■ Required work:
- 1) In the bookstore party-night piece, what name does the DJ go by?
- 2) Summarize the bookstore party-night piece in two sentences.
- 3) Write a continuation of the bookstore party-night piece that picks up right after its final line.

Buy the book (Part V in a series)

Time now for another installment about the trials and tribulations of working at an independent bookstore.

Party night in the neighborhood. Shop owners throw open their doors, set out hors d’oeuvres (well, chips and salsa) and stay open late to entice passersby to spend money. I’ve come in early to help Teri set up the bar. A DJ who goes by the name, Pisces (guess he’s water sign), is fiddling with his turntable in a corner of the store, sound checking a hit parade of eighties bands—Depeche Mode, Eurhythmics, The Fixx.

Teri and I have just finished cramming bottles of Heineken and Michelob into the ice bin when a young woman with pink hair teeters towards us on silver stilettos (their heels the width of a toothpick).

“Hi, I’m Bethany,” Ms. Toothpick Totterer says, offering us a sparkly hand (her silver nail polish matches the shoes, of course). “Is there anyone who can help me bring in my paintings? They’re pretty big.”

Our manager told us an artist would be exhibiting here tonight. But she’s just now arriving? (The bookstore often features the work of local visual artists but they usually give themselves more than thirty minutes to hang their creations.)

Teri obliges (thank God) and a few minutes later she and Ms. Too Tot carry in two gargantuan paintings. Where the hell are we going to put these?

“Uh, we’re going to have to rearrange some things to give you enough wall space for those,” I say.

■ Information supplied:
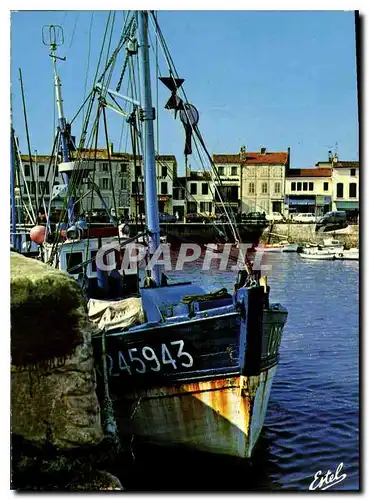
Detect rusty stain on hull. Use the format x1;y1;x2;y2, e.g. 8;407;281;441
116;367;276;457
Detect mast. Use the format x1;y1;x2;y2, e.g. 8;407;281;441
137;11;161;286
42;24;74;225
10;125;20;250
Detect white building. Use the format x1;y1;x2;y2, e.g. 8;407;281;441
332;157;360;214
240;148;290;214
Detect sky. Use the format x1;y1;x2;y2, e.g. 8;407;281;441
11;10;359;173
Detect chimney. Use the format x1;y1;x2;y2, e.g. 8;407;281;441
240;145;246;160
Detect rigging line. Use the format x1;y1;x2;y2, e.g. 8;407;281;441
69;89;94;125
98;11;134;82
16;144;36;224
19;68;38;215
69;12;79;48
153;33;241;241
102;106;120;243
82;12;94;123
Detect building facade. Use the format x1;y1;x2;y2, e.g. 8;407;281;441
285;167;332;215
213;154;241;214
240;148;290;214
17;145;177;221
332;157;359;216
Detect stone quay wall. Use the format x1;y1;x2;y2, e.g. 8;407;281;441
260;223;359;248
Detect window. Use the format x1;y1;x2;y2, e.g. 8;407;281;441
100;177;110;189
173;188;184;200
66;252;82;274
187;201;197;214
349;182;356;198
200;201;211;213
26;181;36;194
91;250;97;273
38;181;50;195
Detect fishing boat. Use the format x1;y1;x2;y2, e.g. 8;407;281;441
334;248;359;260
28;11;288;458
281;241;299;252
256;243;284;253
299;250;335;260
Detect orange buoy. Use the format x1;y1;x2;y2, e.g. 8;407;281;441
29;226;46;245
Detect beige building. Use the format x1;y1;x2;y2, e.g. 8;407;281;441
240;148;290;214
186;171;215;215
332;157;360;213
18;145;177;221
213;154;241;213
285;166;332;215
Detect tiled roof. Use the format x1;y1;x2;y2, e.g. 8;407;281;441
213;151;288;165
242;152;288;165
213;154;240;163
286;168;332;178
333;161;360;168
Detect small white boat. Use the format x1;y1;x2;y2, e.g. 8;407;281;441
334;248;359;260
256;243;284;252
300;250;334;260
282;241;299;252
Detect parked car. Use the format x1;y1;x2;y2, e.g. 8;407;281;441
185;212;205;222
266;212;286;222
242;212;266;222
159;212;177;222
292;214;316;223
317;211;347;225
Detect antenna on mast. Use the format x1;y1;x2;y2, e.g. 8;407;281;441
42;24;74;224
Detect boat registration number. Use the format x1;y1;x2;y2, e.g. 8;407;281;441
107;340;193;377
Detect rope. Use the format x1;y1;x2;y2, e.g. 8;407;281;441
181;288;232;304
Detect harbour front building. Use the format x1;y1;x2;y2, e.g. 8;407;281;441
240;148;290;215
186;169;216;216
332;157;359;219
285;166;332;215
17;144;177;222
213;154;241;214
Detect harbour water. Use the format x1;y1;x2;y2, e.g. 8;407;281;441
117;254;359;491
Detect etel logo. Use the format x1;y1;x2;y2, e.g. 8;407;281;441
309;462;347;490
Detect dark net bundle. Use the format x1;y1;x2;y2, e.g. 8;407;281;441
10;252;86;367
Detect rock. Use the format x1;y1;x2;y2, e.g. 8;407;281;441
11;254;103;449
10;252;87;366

--

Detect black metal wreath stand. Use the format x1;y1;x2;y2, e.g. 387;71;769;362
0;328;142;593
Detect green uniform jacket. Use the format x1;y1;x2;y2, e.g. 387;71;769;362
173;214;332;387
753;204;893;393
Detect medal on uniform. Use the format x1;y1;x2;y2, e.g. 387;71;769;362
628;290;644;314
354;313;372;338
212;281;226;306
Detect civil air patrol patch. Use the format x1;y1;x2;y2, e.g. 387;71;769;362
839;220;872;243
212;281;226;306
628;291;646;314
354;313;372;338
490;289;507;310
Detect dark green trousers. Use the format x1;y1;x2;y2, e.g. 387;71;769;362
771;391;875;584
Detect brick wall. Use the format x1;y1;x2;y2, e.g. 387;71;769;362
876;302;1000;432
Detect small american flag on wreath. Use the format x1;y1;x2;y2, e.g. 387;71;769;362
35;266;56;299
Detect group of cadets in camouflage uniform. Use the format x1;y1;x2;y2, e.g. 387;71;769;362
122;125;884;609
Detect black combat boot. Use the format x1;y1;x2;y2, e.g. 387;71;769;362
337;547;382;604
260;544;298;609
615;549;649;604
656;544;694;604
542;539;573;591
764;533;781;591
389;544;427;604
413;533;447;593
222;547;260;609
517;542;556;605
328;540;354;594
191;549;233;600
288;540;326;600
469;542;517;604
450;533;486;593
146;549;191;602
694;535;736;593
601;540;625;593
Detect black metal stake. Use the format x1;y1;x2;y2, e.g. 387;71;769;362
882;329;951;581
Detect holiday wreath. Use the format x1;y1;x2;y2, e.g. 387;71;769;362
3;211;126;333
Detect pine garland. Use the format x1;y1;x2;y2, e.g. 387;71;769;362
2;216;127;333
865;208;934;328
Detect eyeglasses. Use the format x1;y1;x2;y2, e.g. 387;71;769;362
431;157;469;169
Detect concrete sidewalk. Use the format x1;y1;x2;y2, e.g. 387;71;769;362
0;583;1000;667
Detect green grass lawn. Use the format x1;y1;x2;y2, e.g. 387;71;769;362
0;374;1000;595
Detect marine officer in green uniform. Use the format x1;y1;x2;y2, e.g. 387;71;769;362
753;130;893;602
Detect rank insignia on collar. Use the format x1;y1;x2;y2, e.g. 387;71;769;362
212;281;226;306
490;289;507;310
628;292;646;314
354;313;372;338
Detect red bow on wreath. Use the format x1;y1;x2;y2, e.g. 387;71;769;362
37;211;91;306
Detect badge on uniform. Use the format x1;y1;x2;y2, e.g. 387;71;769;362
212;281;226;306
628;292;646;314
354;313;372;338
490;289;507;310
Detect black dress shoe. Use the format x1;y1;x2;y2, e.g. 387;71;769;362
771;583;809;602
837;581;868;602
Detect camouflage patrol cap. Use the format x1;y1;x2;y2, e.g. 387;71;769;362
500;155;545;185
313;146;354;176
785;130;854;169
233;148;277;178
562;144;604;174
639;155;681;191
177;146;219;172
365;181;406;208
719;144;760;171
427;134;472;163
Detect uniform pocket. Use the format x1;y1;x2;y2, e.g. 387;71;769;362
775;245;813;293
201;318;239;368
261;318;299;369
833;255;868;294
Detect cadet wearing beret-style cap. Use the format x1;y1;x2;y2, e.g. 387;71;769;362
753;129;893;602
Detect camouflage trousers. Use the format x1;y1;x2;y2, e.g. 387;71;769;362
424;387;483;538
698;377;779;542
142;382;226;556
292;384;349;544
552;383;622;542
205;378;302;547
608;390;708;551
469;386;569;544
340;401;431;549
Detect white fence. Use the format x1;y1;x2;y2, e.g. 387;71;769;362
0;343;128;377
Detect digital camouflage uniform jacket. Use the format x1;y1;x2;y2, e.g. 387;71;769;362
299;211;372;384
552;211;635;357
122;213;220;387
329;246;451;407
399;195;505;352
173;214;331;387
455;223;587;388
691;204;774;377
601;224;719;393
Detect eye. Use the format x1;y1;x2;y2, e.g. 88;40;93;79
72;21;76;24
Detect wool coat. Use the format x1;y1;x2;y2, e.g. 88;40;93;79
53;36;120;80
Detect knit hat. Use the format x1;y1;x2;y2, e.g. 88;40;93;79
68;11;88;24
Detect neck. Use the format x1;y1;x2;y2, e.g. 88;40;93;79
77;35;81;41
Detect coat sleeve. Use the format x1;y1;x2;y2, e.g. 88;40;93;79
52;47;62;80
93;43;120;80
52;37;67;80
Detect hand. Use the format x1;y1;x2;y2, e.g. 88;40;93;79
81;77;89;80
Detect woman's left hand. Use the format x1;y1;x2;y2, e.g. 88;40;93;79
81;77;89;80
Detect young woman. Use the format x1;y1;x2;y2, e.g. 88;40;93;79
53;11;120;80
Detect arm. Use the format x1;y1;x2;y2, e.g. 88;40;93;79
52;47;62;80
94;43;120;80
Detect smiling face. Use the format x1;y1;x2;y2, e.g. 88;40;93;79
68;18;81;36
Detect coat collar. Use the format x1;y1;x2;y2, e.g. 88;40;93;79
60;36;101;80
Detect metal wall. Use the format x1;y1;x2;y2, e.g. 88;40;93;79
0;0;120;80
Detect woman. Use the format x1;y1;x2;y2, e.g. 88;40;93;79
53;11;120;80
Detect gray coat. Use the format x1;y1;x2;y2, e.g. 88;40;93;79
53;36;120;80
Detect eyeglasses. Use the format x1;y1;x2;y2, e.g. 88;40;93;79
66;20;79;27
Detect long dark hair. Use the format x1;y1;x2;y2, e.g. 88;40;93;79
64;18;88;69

■ Results in order:
- 1) Pisces.

- 2) On a neighborhood party night, the narrator comes in early to help Teri set up the bar at an independent bookstore while a DJ called Pisces sound-checks eighties bands. Bethany, an artist who is exhibiting that night, arrives at the last minute with two enormous paintings, and the narrator says some things will have to be rearranged to give her enough wall space.

- 3)
“ Oh. I have more,” Ms. Too Tot informs us. “Is that a problem?”

I can practically see smoke rising from the top of Teri’s head.

“How many more?” I ask.

“Oh, about…” Ms. Too Tot pauses to count on her silvery fingers. “Five. I hope that’s okay. They’re not as big as these, well, at least two aren’t.”

Oh, gee. How helpful! Teri trudges back outside to Ms. Too Tot’s borrowed truck as I (panic, don’t panic) try to tear down publicity posters for upcoming book signings without destroying them. Oblivious, Pisces cranks up the volume on the eighties and the first trickle of party guests heads for the bar.

“Uh, Pat? Where do you think we should put this?”

I turn around and there’s Teri with a canvas about the size of a coffin propped against her hip.

Damn you, Ms. Too Tot!

***

“Can I get a glass of Pinot”

“Pardon?” I ask. Pisces has got the music so loud—Tears for Fears is in heavy rotation—I can’t hear the orders over the bar unless the customers shout.

“Pinot!” the customer—a guy with a red beard and matching underarm hair (a tank top, really?)–yells.

“Pinot what? Pinot Noir? Pinot Grigio?”

“Pinot Noir!” Red Beard is obviously incensed. “Do I look like a white wine drinker?”

No. You look like an asshole. I hand him his glass of color coordinated wine. What is this, theme night for matching colors?

“When is Carrie going to get here?” Teri asks. “Someone has got to cover the book counter.” (Oh yeah, the books! We’re a bookstore. In all of the party-on frenzy, it was easy to forget.)

"Hey. EXCUSE ME.” It’s Red Beard again, this time, waving a copy of Atlas Shrugged. “I wanna buy this.”

“I’ll get it.” Teri winks. “Even though I don’t wanna to.”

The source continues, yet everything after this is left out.